WHAT THE TASK REQUIRES:
Images excluded, return every record exactly as it reads.
--- LISTED RECORDS Enclosed Below ---
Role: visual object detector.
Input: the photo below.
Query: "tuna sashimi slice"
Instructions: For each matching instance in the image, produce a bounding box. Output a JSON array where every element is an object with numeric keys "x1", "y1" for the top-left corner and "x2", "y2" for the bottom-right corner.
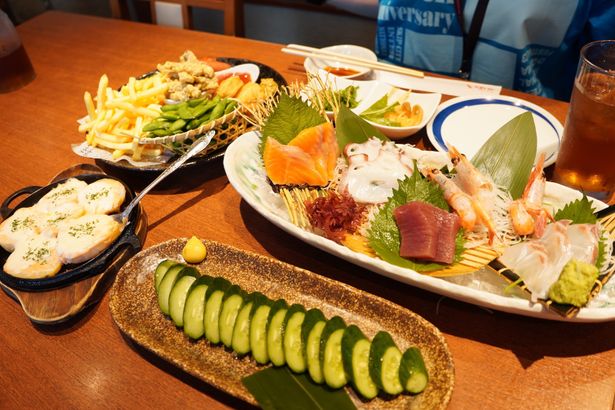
[
  {"x1": 433, "y1": 211, "x2": 460, "y2": 264},
  {"x1": 394, "y1": 202, "x2": 439, "y2": 260},
  {"x1": 393, "y1": 201, "x2": 460, "y2": 264}
]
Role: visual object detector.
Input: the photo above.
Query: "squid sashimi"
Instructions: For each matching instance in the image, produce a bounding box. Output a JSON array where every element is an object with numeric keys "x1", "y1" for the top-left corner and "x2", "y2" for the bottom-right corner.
[
  {"x1": 263, "y1": 123, "x2": 338, "y2": 187},
  {"x1": 394, "y1": 201, "x2": 460, "y2": 264},
  {"x1": 500, "y1": 220, "x2": 600, "y2": 301},
  {"x1": 340, "y1": 139, "x2": 414, "y2": 204}
]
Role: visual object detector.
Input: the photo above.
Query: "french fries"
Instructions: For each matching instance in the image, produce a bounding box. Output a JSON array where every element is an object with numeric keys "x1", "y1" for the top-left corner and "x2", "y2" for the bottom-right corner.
[{"x1": 78, "y1": 73, "x2": 168, "y2": 160}]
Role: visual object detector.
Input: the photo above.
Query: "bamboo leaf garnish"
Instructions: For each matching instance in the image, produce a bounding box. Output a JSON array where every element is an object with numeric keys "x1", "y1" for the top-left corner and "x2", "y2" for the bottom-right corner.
[
  {"x1": 471, "y1": 111, "x2": 537, "y2": 199},
  {"x1": 242, "y1": 366, "x2": 356, "y2": 410},
  {"x1": 335, "y1": 104, "x2": 388, "y2": 151}
]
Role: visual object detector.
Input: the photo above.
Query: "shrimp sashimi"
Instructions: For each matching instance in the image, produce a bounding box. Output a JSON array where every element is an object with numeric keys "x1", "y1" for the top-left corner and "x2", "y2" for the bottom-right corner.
[
  {"x1": 425, "y1": 168, "x2": 498, "y2": 243},
  {"x1": 509, "y1": 153, "x2": 553, "y2": 237},
  {"x1": 447, "y1": 145, "x2": 494, "y2": 198}
]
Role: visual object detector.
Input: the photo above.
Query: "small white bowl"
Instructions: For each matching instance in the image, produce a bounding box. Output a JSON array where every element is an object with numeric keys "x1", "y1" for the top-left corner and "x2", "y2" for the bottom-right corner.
[
  {"x1": 305, "y1": 44, "x2": 377, "y2": 80},
  {"x1": 215, "y1": 63, "x2": 260, "y2": 82},
  {"x1": 358, "y1": 90, "x2": 442, "y2": 140}
]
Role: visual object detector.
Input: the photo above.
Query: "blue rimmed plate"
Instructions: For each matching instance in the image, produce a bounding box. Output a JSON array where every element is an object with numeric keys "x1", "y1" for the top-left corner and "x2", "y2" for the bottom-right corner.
[{"x1": 427, "y1": 95, "x2": 563, "y2": 166}]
--- End of Enclosed LISTED RECORDS ---
RESPONSE BOX:
Role: visual object detector.
Input: the photo below.
Query: "tuna sashimi slice"
Instructions: For each matching instance in the image, produce a bounding box. Output a JSON array where every element is an object with numeric keys "x1", "y1" for the top-left corner and "x2", "y2" for the bottom-right corner.
[
  {"x1": 433, "y1": 211, "x2": 460, "y2": 264},
  {"x1": 394, "y1": 202, "x2": 439, "y2": 260},
  {"x1": 393, "y1": 201, "x2": 460, "y2": 264}
]
Role: visual object detector.
Input: the photo above.
Query: "squid sashimi"
Instructions: For each matching instance in the image, produce a bounding box. Output a JSON array where every element is an object with numeric keys "x1", "y1" for the top-left corner and "x2", "y2" for the bottom-right corner.
[
  {"x1": 263, "y1": 123, "x2": 338, "y2": 187},
  {"x1": 394, "y1": 201, "x2": 460, "y2": 264},
  {"x1": 500, "y1": 220, "x2": 600, "y2": 301},
  {"x1": 340, "y1": 139, "x2": 414, "y2": 204}
]
Role: visual object detector.
Input: the photo above.
Query: "french fries"
Instructions: For each matching instance in the image, produce a bounding box. Output a JSON array where every element is an object with numeric keys "x1", "y1" for the top-left corner and "x2", "y2" for the bottom-right corner.
[{"x1": 78, "y1": 73, "x2": 168, "y2": 160}]
Role: visual object detector.
Input: the photo above.
Query: "bamboo leaf garnish"
Instructions: For each matching instance in the image, produce a bounding box. Output a JSON array where every element is an object with numeric keys "x1", "y1" for the top-left corner and "x2", "y2" for the bottom-right corner.
[
  {"x1": 471, "y1": 111, "x2": 537, "y2": 199},
  {"x1": 242, "y1": 366, "x2": 356, "y2": 410},
  {"x1": 335, "y1": 104, "x2": 388, "y2": 151}
]
Role: visual object detector.
Input: the photo above.
Query: "shrimp sashimi"
Instructions: For each matching instance in the image, produce a bounding box. Output a JSON array where every element is an object with numeric keys "x1", "y1" for the top-left corner and "x2", "y2" for the bottom-right corner.
[
  {"x1": 425, "y1": 168, "x2": 498, "y2": 243},
  {"x1": 509, "y1": 153, "x2": 553, "y2": 237},
  {"x1": 447, "y1": 145, "x2": 494, "y2": 198}
]
Role: visual object detector.
Input: the photo above.
Query: "small white bowl"
Instructions: For each matching instance in the image, produce a bounding box. Output a JSON array where every element is an object with numeric keys "x1", "y1" for the top-left corner and "x2", "y2" for the bottom-right corner.
[
  {"x1": 305, "y1": 44, "x2": 377, "y2": 80},
  {"x1": 215, "y1": 63, "x2": 260, "y2": 82},
  {"x1": 358, "y1": 90, "x2": 442, "y2": 140}
]
Role: visual object detector.
Input: the photo above.
Query: "blue rimmed plate"
Instructions: For each matching instance in the image, produce a bounding box. Output a JSON array where every element is an object with numeric keys "x1", "y1" for the top-left corner and "x2", "y2" for the bottom-right corner.
[{"x1": 427, "y1": 95, "x2": 563, "y2": 166}]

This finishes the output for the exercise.